* EXTRACT PROVIDED
CFG

This is how we represent a CFG

Symbols

Its symbols are plain python strings.

A nonterminal is a brackted string such as

    [S]

In [24]:
from symbol import is_terminal, is_nonterminal

In [25]:
is_terminal('a')


Out[25]:
True

In [26]:
is_nonterminal('[X]')


Out[26]:
True

Rules

Rules are objects made of a LHS symbol, a RHS sequence (of symbols) and a probability.


In [27]:
from rule import Rule

In [28]:
r = Rule('[S]', ['[X]', 'a'], 1.0)

You can print a rule, you can access its attributes, and you can hash rules with containers such as dict and set.


In [29]:
print r


[S] -> [X] a (1.0)

In [30]:
print r.prob


1.0

In [31]:
r in set([r])


Out[31]:
True

In [32]:
D = {r: 1}
D


Out[32]:
{[S] -> [X] a (1.0): 1}

Grammar

A PCFG is organised pretty much as a dictionary mapping from LHS symbols to their rewrite rules.


In [33]:
from cfg import WCFG

In [34]:
G = WCFG()

We can add rules


In [35]:
G.add(Rule('[S]', ['[X]'], 0.0))

In [36]:
G.add(Rule('[S]', ['[S]', '[X]'], 0.0))
G.add(Rule('[X]', ['a'], 0.0))

We can print the grammar


In [37]:
print G


[S] -> [X] (0.0)
[S] -> [S] [X] (0.0)
[X] -> a (0.0)

we can test whether there are rewrite rules for a certain LHS symbol


In [38]:
G.can_rewrite('[S]')


Out[38]:
True

In [39]:
G.can_rewrite('a')


Out[39]:
False

we can get the set of rewrite rules for a certain LHS symbol


In [40]:
G.get('[S]')


Out[40]:
[[S] -> [X] (0.0), [S] -> [S] [X] (0.0)]

In [41]:
G.get('[X]')


Out[41]:
[[X] -> a (0.0)]

and when a symbol cannot be rewritten, the grammar will return an empty set


In [42]:
G.get('a')


Out[42]:
frozenset()

We can also iterate through rules in the grammar.

Note that the followin is basically counting how many rules we have in the grammar.


In [43]:
sum(1 for r in G)


Out[43]:
3

which can also be done in a more efficient way


In [44]:
len(G)


Out[44]:
3

Finally we can have access to the set of terminals and nonterminals of the grammar


In [45]:
'[S]' in G.nonterminals


Out[45]:
True

In [46]:
'a' in G.terminals


Out[46]:
True

Read from file

Grammar files contain one rule per line. Each line is a triple with fields separated by '|||'.

The first field is the rule's LHS symbol, the second symbol is the rule's RHS sequence, and the last field is the rule's probability.

Example:

    [S] ||| [S] [X] ||| 0.5

In [51]:
from cfg import read_grammar_rules

We hava a simple grammar for arithmetic operations. This grammar knows that products have precedence over summation.


In [52]:
# first we open a file
istream = open('examples/arithmetic')

In [53]:
# then we read rules from this file initialising a WCFG object
G1 = WCFG(read_grammar_rules(istream))

In [54]:
print G1


[T] -> [P] (0.5)
[T] -> [T] * [P] (0.5)
[E] -> [T] (0.5)
[E] -> [E] + [T] (0.5)
[P] -> a (1.0)

We also have an ambiguous grammar which discourage solving sums before solving products, but still allows it.


In [55]:
G2 = WCFG(read_grammar_rules(open('examples/ambiguous')))
print G2


[T] -> [P] (0.5)
[T] -> [T] * [P] (0.4)
[T] -> [T] + [P] (0.1)
[E] -> [T] (0.5)
[E] -> [E] + [T] (0.45)
[E] -> [E] * [T] (0.05)
[P] -> a (1.0)

In [ ]:

* ASSIGNMENT
Summarize the CFG notes in two sentences. The rows after this text are separate material that has no connection to it.

* RAW DATA
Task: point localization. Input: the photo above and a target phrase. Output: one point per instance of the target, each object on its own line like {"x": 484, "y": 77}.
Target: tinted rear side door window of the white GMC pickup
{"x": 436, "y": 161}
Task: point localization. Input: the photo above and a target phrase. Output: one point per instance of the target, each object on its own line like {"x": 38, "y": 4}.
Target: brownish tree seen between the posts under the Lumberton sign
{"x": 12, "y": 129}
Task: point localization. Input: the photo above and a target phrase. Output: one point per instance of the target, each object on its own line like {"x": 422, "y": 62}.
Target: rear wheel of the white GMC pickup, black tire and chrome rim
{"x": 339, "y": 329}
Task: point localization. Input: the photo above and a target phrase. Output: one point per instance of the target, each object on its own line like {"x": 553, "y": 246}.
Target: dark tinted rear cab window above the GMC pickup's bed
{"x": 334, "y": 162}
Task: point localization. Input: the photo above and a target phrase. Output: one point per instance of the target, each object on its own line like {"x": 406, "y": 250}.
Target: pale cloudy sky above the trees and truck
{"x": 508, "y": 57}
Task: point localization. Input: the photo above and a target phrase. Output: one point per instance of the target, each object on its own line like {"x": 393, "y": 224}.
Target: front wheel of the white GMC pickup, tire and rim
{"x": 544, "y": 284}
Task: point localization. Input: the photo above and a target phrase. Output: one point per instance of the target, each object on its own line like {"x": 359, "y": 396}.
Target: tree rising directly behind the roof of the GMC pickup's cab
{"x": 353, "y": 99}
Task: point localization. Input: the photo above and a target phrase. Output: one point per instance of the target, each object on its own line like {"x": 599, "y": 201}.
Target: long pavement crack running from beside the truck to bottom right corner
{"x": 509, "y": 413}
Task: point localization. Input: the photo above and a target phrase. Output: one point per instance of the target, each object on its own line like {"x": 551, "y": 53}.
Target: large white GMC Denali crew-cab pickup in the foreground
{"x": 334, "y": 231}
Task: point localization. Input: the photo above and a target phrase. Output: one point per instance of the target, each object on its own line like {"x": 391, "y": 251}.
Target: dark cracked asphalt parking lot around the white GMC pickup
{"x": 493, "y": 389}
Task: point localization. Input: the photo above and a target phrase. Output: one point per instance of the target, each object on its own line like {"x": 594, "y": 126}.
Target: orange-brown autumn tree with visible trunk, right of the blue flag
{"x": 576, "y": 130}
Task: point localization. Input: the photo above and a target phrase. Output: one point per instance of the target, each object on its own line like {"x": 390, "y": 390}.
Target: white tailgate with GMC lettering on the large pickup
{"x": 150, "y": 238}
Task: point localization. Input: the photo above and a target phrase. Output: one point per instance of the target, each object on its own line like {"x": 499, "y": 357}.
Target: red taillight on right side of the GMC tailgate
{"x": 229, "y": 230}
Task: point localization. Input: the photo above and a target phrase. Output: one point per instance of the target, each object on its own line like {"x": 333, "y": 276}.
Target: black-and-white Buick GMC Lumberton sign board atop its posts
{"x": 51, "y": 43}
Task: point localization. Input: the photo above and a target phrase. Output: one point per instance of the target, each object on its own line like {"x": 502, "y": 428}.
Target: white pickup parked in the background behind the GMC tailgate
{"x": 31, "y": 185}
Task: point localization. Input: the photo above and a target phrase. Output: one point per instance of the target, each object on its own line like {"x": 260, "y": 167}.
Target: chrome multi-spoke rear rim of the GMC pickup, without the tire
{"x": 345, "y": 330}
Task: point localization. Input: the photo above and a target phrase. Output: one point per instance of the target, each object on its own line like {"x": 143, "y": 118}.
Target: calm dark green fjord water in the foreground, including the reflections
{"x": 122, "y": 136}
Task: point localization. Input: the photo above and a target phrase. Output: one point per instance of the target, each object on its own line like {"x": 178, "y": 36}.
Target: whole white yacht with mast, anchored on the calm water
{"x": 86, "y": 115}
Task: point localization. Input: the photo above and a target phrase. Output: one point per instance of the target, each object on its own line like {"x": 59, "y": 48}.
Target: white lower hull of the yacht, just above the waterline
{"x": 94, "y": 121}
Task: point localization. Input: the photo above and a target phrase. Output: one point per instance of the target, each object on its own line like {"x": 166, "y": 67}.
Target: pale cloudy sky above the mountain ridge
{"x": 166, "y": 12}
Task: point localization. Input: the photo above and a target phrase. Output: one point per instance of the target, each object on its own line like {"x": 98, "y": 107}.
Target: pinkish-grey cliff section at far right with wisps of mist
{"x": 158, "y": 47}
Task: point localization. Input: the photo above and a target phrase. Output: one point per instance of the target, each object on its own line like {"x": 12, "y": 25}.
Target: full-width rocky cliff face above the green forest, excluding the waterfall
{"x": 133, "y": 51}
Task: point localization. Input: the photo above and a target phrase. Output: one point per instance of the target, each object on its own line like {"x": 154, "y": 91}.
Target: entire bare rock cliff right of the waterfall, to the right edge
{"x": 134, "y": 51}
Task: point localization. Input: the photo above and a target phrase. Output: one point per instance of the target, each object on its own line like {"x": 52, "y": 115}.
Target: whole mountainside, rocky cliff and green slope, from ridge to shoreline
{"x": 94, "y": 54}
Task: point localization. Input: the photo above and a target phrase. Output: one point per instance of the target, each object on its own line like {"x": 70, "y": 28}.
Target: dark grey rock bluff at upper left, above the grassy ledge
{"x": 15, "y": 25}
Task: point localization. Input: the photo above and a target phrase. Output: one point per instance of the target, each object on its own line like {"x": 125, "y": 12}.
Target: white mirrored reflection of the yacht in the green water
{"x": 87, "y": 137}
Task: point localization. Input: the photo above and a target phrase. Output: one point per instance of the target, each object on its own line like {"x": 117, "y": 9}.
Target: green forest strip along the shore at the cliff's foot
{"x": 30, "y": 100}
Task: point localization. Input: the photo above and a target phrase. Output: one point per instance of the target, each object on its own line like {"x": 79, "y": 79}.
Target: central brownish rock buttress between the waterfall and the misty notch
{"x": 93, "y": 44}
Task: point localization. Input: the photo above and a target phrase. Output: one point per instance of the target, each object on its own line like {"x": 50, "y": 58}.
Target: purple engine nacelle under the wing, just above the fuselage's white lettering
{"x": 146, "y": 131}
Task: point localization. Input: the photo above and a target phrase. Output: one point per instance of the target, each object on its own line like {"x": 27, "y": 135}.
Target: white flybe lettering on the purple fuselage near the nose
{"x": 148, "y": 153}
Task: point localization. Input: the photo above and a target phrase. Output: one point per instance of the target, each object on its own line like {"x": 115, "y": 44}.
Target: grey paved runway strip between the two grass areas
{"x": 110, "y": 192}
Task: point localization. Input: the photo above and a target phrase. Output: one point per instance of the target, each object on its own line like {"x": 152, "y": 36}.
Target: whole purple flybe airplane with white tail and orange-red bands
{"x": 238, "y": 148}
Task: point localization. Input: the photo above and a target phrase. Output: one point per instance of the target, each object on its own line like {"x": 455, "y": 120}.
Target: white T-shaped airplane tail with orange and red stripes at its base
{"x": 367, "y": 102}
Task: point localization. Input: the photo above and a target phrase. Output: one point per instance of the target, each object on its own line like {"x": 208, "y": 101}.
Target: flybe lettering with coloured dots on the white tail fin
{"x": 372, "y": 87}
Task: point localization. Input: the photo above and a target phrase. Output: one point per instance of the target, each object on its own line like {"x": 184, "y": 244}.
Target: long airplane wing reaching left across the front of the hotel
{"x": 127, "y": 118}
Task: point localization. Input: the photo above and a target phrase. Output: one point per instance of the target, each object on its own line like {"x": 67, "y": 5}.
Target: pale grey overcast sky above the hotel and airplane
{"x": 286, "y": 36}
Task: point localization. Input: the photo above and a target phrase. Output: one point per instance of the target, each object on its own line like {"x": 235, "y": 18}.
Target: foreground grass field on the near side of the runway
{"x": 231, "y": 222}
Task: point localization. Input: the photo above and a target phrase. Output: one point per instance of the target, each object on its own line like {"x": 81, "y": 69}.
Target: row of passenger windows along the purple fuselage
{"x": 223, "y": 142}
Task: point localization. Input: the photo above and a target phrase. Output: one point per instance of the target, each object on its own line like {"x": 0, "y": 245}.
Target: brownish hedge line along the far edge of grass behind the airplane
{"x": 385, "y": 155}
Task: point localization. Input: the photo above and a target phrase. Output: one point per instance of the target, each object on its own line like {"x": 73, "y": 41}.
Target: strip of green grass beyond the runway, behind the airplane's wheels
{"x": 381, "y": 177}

* SOLUTION FOR THIS TASK
The notes represent a CFG using plain Python strings as symbols, with bracketed strings such as [S] as nonterminals, and rules made of a LHS symbol, a RHS sequence of symbols, and a probability. A WCFG grammar, organized much like a dictionary from LHS symbols to their rewrite rules, lets you add, print, test for, retrieve, and count rules, and it can also be built from a file that holds one '|||'-separated rule per line.